What you need to do
Count how many lines in the records below contain the string "beetle", treating uppercase and lowercase as different. Reply with the number alone.

===== Entries

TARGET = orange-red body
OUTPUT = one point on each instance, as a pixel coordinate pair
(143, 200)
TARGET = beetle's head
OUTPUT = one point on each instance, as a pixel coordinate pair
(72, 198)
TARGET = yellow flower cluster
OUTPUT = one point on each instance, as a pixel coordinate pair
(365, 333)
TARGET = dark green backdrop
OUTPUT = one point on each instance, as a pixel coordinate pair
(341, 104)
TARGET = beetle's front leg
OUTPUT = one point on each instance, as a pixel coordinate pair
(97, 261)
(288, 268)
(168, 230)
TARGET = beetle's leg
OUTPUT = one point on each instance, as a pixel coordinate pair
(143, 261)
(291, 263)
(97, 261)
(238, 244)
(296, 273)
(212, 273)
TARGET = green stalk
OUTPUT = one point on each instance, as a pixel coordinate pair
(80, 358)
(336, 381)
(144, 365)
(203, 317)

==========
===== Entries

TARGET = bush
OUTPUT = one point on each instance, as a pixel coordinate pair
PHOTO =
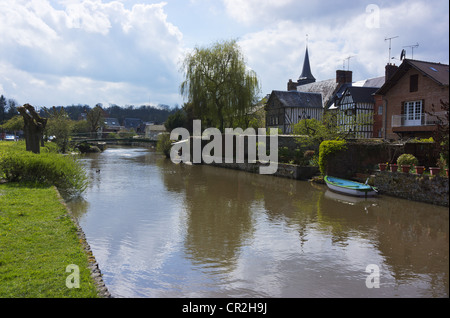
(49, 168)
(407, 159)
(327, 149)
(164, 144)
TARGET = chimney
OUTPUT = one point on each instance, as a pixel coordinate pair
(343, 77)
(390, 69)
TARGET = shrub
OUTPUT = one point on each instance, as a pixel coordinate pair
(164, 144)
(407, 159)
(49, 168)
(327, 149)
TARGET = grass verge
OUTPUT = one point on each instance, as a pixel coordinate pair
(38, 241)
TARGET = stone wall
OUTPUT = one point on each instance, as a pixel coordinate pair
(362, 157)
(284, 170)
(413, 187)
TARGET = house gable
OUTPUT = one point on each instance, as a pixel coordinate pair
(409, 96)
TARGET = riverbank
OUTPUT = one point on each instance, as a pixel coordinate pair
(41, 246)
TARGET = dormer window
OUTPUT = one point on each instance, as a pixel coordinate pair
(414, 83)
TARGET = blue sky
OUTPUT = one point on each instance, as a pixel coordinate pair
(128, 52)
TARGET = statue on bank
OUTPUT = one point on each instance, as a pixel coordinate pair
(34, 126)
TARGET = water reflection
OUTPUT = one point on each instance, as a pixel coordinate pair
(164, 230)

==========

Response to this exercise
3